- Work instruction:
Starting at the line below that contains "Report one dot per instance of the corner", print each line through the end of the records exactly as it appears.

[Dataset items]
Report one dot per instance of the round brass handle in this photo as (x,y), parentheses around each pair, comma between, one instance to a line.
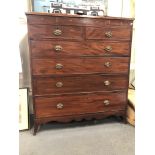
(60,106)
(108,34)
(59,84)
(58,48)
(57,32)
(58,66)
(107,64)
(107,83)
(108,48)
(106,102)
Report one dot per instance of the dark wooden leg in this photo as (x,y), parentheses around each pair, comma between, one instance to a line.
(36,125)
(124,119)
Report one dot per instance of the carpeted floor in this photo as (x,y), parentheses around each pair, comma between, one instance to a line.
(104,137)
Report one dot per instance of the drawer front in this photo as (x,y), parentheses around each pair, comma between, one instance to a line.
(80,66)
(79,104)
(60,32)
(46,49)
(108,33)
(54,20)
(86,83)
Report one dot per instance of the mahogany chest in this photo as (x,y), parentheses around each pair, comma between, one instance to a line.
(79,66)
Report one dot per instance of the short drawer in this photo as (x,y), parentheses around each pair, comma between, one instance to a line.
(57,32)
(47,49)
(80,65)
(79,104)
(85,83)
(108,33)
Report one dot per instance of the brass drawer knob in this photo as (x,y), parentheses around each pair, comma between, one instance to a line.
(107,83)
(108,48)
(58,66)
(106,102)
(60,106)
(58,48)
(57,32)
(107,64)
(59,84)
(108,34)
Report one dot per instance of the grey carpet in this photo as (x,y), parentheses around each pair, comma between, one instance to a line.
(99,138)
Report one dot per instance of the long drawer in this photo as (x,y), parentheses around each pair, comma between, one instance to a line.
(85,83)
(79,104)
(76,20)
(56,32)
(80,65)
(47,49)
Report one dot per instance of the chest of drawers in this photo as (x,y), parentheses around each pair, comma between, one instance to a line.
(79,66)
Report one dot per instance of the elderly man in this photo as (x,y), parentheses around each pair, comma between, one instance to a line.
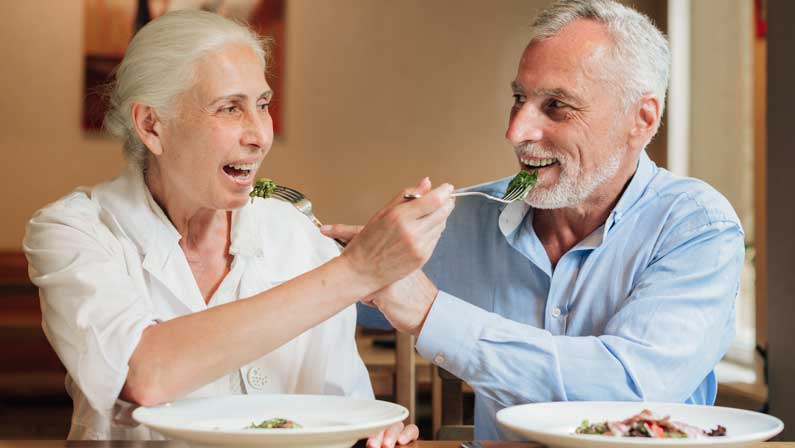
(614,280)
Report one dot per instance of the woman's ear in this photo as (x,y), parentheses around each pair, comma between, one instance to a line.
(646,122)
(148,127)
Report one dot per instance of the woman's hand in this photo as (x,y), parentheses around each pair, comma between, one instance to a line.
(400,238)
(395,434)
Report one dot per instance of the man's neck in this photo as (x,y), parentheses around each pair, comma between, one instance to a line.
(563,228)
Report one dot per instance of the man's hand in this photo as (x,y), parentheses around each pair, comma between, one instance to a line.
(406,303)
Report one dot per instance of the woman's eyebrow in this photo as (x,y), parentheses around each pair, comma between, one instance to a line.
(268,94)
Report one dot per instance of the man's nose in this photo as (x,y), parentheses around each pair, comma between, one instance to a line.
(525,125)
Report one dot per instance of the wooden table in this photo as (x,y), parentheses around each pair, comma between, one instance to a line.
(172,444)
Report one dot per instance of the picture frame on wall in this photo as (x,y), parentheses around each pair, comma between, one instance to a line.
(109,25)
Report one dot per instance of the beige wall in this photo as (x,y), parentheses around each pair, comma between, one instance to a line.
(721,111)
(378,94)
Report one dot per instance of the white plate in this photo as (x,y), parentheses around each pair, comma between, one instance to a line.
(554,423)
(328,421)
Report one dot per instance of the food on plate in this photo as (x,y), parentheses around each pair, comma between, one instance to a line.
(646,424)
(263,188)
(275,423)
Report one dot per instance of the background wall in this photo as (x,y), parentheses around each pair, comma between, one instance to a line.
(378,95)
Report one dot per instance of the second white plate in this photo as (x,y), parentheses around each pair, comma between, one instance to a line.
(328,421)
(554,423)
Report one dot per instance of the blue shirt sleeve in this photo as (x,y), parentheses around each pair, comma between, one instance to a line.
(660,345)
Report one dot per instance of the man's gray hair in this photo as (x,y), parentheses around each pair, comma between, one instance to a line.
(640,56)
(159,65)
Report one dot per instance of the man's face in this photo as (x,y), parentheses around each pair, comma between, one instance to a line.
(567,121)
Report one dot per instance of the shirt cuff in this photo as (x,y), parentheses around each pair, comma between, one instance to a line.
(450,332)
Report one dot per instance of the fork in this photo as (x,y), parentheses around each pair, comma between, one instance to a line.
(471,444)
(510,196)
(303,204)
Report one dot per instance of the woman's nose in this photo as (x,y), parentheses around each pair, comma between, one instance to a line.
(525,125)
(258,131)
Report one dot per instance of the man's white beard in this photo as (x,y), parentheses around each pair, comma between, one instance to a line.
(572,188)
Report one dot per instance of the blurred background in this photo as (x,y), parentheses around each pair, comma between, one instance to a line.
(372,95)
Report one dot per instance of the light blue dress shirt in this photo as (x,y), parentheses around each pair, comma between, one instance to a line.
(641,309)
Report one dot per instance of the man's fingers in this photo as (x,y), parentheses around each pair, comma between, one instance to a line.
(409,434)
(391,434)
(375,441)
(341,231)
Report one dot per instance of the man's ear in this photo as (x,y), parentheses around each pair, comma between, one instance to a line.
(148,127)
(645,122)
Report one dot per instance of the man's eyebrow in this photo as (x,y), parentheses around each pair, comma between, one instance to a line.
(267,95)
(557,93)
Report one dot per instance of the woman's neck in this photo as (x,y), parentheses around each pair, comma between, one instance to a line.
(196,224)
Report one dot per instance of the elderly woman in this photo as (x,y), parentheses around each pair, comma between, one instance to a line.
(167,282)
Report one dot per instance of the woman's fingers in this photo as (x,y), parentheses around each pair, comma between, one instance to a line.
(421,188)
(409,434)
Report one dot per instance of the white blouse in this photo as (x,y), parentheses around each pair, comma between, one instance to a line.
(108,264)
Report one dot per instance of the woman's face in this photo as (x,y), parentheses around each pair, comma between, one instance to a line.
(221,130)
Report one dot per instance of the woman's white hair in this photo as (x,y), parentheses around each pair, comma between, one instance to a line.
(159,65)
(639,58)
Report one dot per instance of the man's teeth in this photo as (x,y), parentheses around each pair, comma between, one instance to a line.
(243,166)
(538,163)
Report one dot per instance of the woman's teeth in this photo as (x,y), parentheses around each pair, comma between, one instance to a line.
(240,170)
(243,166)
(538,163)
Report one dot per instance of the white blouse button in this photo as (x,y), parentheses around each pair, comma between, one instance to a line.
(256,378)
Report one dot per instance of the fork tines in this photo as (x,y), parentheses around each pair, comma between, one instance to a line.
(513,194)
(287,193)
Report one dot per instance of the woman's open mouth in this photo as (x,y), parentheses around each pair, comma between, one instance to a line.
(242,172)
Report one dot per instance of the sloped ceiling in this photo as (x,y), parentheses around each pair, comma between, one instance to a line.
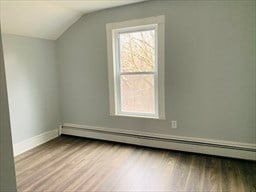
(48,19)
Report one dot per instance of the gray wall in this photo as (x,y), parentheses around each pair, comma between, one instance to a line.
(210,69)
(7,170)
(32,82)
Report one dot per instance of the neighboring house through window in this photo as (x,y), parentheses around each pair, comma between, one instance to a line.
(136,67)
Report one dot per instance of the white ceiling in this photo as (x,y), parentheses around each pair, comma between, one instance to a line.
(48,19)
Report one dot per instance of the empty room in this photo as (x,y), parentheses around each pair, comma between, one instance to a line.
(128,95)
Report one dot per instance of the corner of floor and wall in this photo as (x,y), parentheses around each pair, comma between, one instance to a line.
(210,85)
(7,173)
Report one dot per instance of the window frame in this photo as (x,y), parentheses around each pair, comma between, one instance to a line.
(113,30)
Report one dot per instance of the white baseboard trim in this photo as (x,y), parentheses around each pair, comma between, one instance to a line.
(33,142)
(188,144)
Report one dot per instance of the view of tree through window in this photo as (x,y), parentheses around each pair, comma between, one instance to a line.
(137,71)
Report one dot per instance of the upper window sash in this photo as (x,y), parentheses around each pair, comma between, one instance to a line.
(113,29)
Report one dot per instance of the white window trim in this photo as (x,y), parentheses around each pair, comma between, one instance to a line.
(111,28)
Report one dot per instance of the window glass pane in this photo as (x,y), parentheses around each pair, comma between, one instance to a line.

- Reply:
Report one dot per instance of the corner of floor and wall in this photo as (x,y), parentheses around each pair, comma between, one instance to a line.
(210,85)
(7,173)
Report one dot per instance of the window frame in this photo as (x,y), parentheses around each pair, comma between, one instance to a line.
(113,30)
Report one dot per instance of the white baseboard trim in this photo as (x,y), parentheses around each pair, comma between, one instance to a line.
(33,142)
(188,144)
Report one dot per instance of the view of tree through window in this photo as (x,y), parentheses around each pair, comma between, one instance to a line.
(137,71)
Report one dot per instance of the upper window sash in this photo as (x,y), parentheses around each pair, comma between, one instance to a line.
(113,29)
Report one dot per instance of the white window trim in this photo as (x,y), parentheses around each pair, comma between, one instance to a line.
(111,28)
Report one dot per instance of the window glass pane in this photo as (x,y), parentheses around each pair, comma between, one instance to a line.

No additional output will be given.